Temmuz 2022 öncesinde yapılan sözleşmeler ile eğitim çalışanların eline geçen promosyon ödemeleri çok komik rakamlar haline geldi.
Zira son bir yıllık sürede enflasyon oranında meydana gelen artışa binaen memur maaşlarında da artış gerçekleşti. Öyle ki 2022 yılında memur maaşlarına yaklaşık yüzde 80 civarında artış yapıldı. Memur maaşlarına yapılan artışla birlikte bankalara gönderilen aylık nakit miktarı da aynı oranda arttı. Bu kez Temmuz 2022 öncesinde promosyon anlaşması imzalayan kurum çalışanları mağdur oldu. Zira sözleşmeler eski maaşlara göre yapılmıştı ve bu da çalışanların promosyon kaybına uğramasına yol açtı.
Düşük ücretlerle promosyon anlaşması yapılan kamu çalışanlarının suçu ne?

━━━━

Görevin istediği -> Lütfen verilen metne göre 2022 yılında memur maaşlarına yaklaşık yüzde kaç artış yapıldığını yazın.

Ham veriler ->
━━━━

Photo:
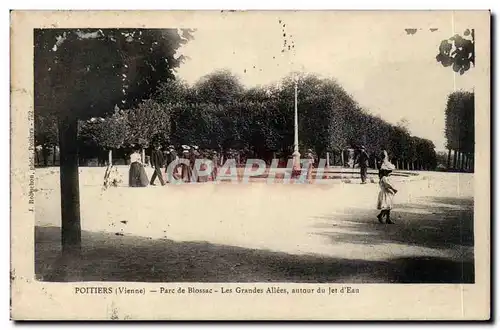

━━━━

Tamamlanan alıştırma -> Yaklaşık yüzde 80 civarında.